## start Rows

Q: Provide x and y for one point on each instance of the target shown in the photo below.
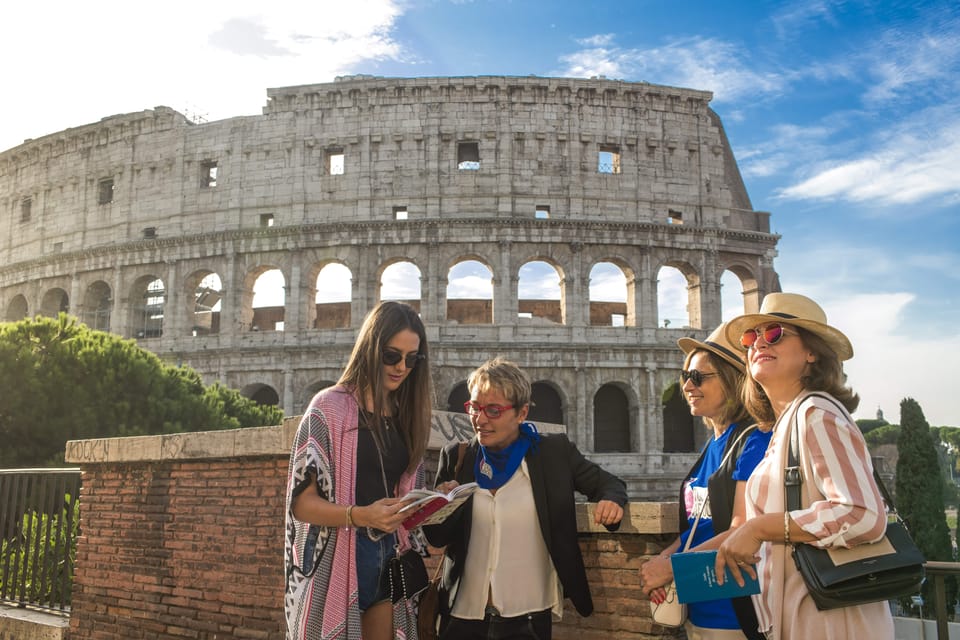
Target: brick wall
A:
(182, 537)
(186, 549)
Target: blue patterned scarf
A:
(493, 469)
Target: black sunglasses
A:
(390, 358)
(695, 376)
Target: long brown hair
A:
(412, 401)
(825, 373)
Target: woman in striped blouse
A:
(791, 352)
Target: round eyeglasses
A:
(492, 411)
(771, 334)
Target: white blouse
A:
(507, 562)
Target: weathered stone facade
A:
(366, 172)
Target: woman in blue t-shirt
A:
(712, 375)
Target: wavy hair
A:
(412, 401)
(825, 374)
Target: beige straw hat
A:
(718, 343)
(796, 310)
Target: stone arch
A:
(97, 306)
(749, 291)
(537, 277)
(261, 393)
(470, 291)
(678, 424)
(678, 296)
(331, 295)
(547, 404)
(457, 396)
(263, 287)
(611, 419)
(612, 302)
(18, 308)
(148, 298)
(55, 301)
(400, 279)
(203, 301)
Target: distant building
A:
(157, 228)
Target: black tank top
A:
(395, 460)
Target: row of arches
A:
(470, 289)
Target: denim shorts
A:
(372, 558)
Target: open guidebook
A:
(432, 507)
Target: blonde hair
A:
(504, 376)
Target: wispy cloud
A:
(704, 63)
(916, 164)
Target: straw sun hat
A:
(796, 310)
(718, 343)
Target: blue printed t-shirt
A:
(717, 614)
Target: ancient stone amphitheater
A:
(157, 228)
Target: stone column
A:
(647, 313)
(287, 401)
(505, 295)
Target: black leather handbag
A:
(882, 570)
(407, 574)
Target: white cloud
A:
(913, 166)
(217, 59)
(400, 281)
(538, 281)
(704, 63)
(888, 364)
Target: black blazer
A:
(557, 469)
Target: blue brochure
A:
(696, 578)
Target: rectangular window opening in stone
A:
(208, 174)
(609, 159)
(105, 191)
(468, 156)
(335, 162)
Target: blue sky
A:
(844, 117)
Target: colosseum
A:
(159, 228)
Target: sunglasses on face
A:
(771, 334)
(390, 358)
(694, 376)
(492, 411)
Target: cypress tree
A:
(920, 493)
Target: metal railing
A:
(39, 520)
(938, 571)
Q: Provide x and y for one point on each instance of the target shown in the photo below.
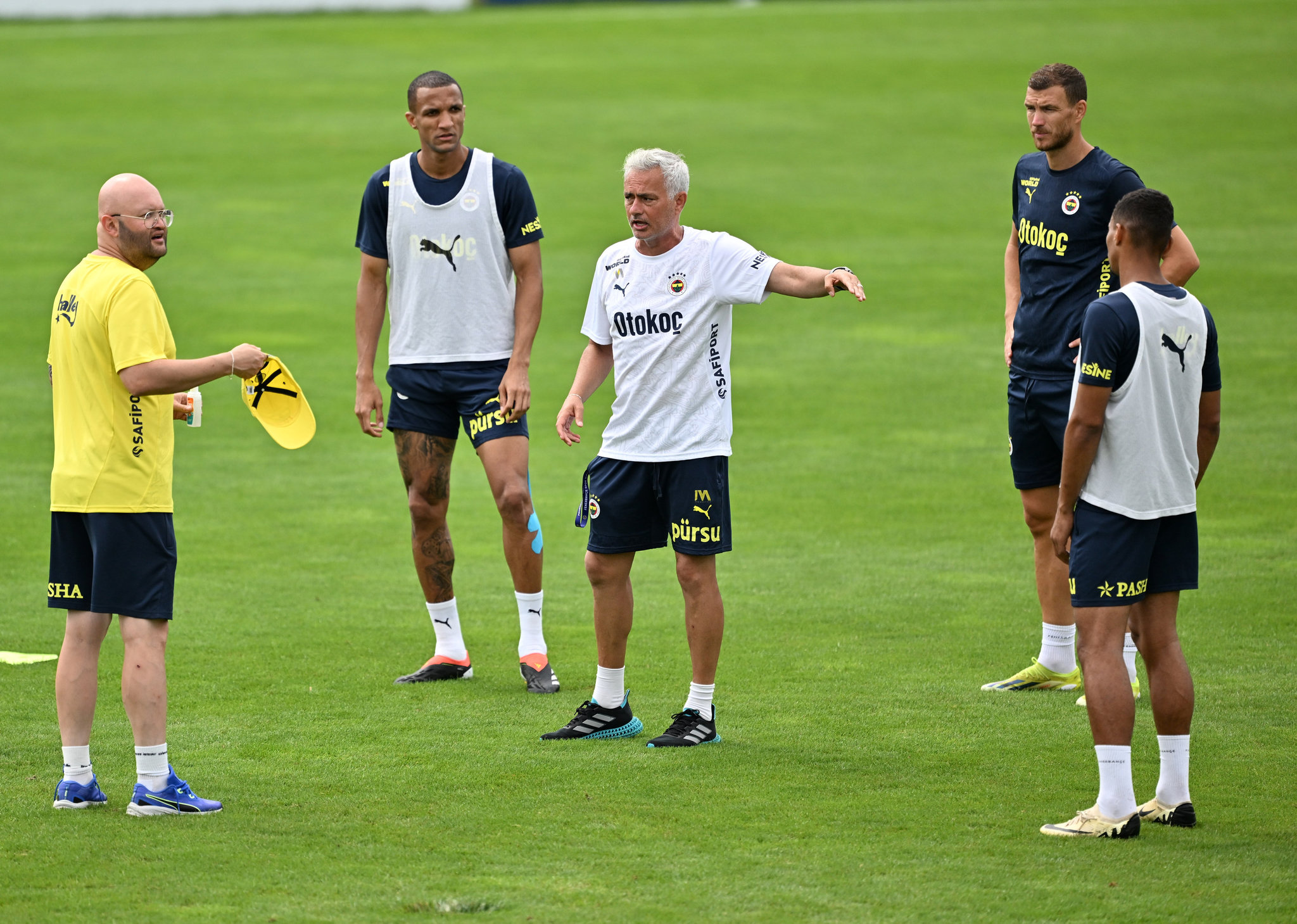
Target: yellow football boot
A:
(1038, 678)
(1090, 823)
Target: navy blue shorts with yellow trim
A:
(1038, 418)
(641, 505)
(435, 398)
(122, 564)
(1117, 560)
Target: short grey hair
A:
(674, 172)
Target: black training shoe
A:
(439, 668)
(1177, 816)
(538, 674)
(686, 730)
(600, 722)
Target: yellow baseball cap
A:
(277, 400)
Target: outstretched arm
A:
(167, 377)
(595, 367)
(809, 282)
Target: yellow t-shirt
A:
(112, 450)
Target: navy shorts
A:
(122, 564)
(1117, 560)
(1038, 418)
(640, 505)
(434, 398)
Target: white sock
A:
(610, 687)
(1058, 648)
(1173, 783)
(1116, 788)
(700, 699)
(1129, 652)
(445, 623)
(531, 636)
(151, 766)
(77, 766)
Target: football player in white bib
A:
(1146, 419)
(659, 320)
(460, 232)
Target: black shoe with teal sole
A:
(600, 722)
(686, 730)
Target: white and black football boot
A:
(689, 728)
(600, 722)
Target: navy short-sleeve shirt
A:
(1063, 257)
(1110, 338)
(514, 203)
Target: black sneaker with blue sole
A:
(598, 722)
(686, 730)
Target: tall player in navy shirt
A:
(1056, 264)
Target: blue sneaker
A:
(177, 799)
(72, 795)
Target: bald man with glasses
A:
(117, 387)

## end Rows

== Task details ==
In the copy, include all records verbatim but no images.

== Answer to the exercise ==
Q: Provide x and y for one point on each instance of the target shown in the photo below.
Target: brick wall
A:
(182, 537)
(186, 549)
Target: blue patterned scarf
A:
(493, 469)
Target: black sunglasses
A:
(390, 358)
(695, 376)
Target: long brown hair
A:
(412, 401)
(825, 373)
Target: woman in striped blouse
A:
(791, 352)
Target: round eyeglasses
A:
(492, 411)
(771, 334)
Target: white blouse
A:
(507, 562)
Target: weathered stone facade
A:
(366, 172)
Target: woman in blue t-shirt
A:
(712, 375)
Target: wavy hair
A:
(412, 401)
(825, 374)
Target: beige straw hat
A:
(718, 343)
(796, 310)
Target: stone arch
A:
(97, 306)
(749, 291)
(537, 277)
(261, 393)
(470, 291)
(678, 424)
(678, 296)
(331, 295)
(547, 404)
(457, 396)
(263, 287)
(611, 419)
(612, 302)
(18, 308)
(148, 298)
(55, 301)
(400, 279)
(203, 301)
Target: distant building
A:
(157, 228)
Target: black tank top
A:
(395, 460)
Target: row of arches
A:
(470, 289)
Target: denim shorts
A:
(372, 558)
Target: open guidebook
A:
(432, 507)
Target: blonde hair
A:
(504, 376)
Target: wispy cloud
A:
(704, 63)
(916, 164)
Target: straw sun hat
A:
(796, 310)
(718, 343)
Target: blue printed t-shirt
A:
(717, 614)
Target: ancient stone amphitheater
A:
(157, 228)
Target: stone column
A:
(647, 313)
(287, 401)
(505, 295)
Target: black leather handbag
A:
(882, 570)
(407, 574)
Target: white cloud
A:
(913, 166)
(217, 59)
(400, 281)
(538, 281)
(704, 63)
(888, 364)
Target: black blazer
A:
(557, 469)
Target: blue brochure
A:
(696, 578)
Target: rectangular window opening in stone
A:
(208, 174)
(609, 159)
(105, 191)
(468, 156)
(335, 162)
Target: blue sky
A:
(844, 117)
Target: colosseum
A:
(159, 228)
Target: sunglasses on face
A:
(771, 334)
(390, 358)
(694, 376)
(492, 411)
Target: cypress tree
A:
(920, 493)
Target: metal railing
A:
(39, 520)
(938, 571)
Q: Provide x and y for one point on each instance of the target shown in the photo below.
Target: yellow football boot
A:
(1038, 678)
(1090, 823)
Target: navy blue shorts with yellow trim
A:
(1038, 418)
(641, 505)
(435, 398)
(122, 564)
(1117, 560)
Target: short grey hair
A:
(674, 172)
Target: black training shoe
A:
(439, 668)
(1177, 816)
(538, 674)
(686, 730)
(600, 722)
Target: yellow baseball cap
A:
(277, 400)
Target: outstretched arm
A:
(167, 377)
(595, 367)
(809, 282)
Target: yellow t-shirt
A:
(112, 450)
Target: navy shorts
A:
(122, 564)
(1117, 560)
(1038, 418)
(640, 505)
(434, 398)
Target: white sock
A:
(610, 687)
(1058, 648)
(1173, 783)
(1116, 788)
(700, 699)
(1129, 652)
(445, 623)
(531, 636)
(151, 766)
(77, 766)
Target: football player in white bib
A:
(1146, 419)
(659, 320)
(460, 232)
Target: black shoe with teal sole
A:
(600, 722)
(686, 730)
Target: white and black football boot
A:
(689, 728)
(600, 722)
Target: navy short-sleeve shirt
A:
(1063, 257)
(1110, 338)
(514, 203)
Target: black sneaker with blue sole
A:
(598, 722)
(686, 730)
Target: tall player in navy shirt
A:
(1056, 264)
Target: blue sneaker
A:
(177, 799)
(72, 795)
Target: bald man with glasses
A:
(117, 387)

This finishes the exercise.